[Exercice 1]:
D'après le texte à lire, qui a affirmé que la création de niveaux dans les écoles de tango est une invention européenne et nord-américaine ?

[Texte à lire]:
==*==

J’aimerais inaugurer mon nouveau blog par une réflexion sur le classement des étudiants par niveaux dans les écoles de tango. Il y a quelques années, un de mes modèles; le « grand » Gustavo Naveira, me confiait que la création de niveaux est une invention européenne et nord-américaine et ne reflète pas l’enseignement traditionnel et historique portègne où les classes ouvertes multiniveaux sont très répandues. Il ajoute même : « Depuis la création du classement par niveaux, les danseurs me semblent progresser moins vite ! » Sur le coup, cette affirmation m’étonna et après une courte réflexion (10 secondes), il apparut logique que le fait de partager le plancher avec des danseurs plus avancés ne peut que nous tirer vers le haut en nous faisant travailler plus fort! Pour les plus avancés, la pratique des éléments de base, classés comme « débutants » qui nous semblent à priori acquis, ne peut que raffiner notre style et notre élégance.

==*==

[Liste à utiliser]:
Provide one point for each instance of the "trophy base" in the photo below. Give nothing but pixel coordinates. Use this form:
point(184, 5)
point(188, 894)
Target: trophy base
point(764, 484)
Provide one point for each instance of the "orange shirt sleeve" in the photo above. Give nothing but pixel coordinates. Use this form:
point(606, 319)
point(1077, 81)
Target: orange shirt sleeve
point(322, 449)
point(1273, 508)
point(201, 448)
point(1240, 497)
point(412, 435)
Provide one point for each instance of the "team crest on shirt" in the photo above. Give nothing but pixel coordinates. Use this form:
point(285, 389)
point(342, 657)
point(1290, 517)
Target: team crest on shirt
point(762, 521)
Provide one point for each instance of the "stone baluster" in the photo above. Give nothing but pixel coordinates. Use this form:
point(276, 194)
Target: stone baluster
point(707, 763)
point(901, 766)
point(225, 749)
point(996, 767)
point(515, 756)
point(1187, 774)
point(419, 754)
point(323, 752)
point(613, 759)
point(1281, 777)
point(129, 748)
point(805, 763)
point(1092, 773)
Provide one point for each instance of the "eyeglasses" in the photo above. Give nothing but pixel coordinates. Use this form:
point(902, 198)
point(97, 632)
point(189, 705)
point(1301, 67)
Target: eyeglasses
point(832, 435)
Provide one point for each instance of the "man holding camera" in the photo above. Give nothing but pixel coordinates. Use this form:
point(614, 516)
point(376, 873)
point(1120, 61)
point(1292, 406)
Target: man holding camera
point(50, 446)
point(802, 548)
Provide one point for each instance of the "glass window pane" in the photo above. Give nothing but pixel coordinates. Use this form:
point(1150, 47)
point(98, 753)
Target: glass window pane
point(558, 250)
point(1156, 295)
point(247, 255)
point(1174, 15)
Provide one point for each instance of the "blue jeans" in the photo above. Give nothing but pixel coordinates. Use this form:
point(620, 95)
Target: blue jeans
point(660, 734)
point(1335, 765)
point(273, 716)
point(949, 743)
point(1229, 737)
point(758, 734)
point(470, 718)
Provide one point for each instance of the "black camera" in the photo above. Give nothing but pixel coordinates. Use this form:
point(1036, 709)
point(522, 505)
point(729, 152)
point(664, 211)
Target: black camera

==*==

[Exercice 2]:
Présentez sous forme de liste numérotée les lignes de la liste à utiliser, depuis son début jusqu'à la ligne contenant "point(1092, 773)", celle-ci incluse, en omettant les lignes vides.

[Réponse 1]:
Gustavo Naveira.

[Réponse 2]:
1. Provide one point for each instance of the "trophy base" in the photo below. Give nothing but pixel coordinates. Use this form:
2. point(184, 5)
3. point(188, 894)
4. Target: trophy base
5. point(764, 484)
6. Provide one point for each instance of the "orange shirt sleeve" in the photo above. Give nothing but pixel coordinates. Use this form:
7. point(606, 319)
8. point(1077, 81)
9. Target: orange shirt sleeve
10. point(322, 449)
11. point(1273, 508)
12. point(201, 448)
13. point(1240, 497)
14. point(412, 435)
15. Provide one point for each instance of the "team crest on shirt" in the photo above. Give nothing but pixel coordinates. Use this form:
16. point(285, 389)
17. point(342, 657)
18. point(1290, 517)
19. Target: team crest on shirt
20. point(762, 521)
21. Provide one point for each instance of the "stone baluster" in the photo above. Give nothing but pixel coordinates. Use this form:
22. point(276, 194)
23. Target: stone baluster
24. point(707, 763)
25. point(901, 766)
26. point(225, 749)
27. point(996, 767)
28. point(515, 756)
29. point(1187, 774)
30. point(419, 754)
31. point(323, 752)
32. point(613, 759)
33. point(1281, 777)
34. point(129, 748)
35. point(805, 763)
36. point(1092, 773)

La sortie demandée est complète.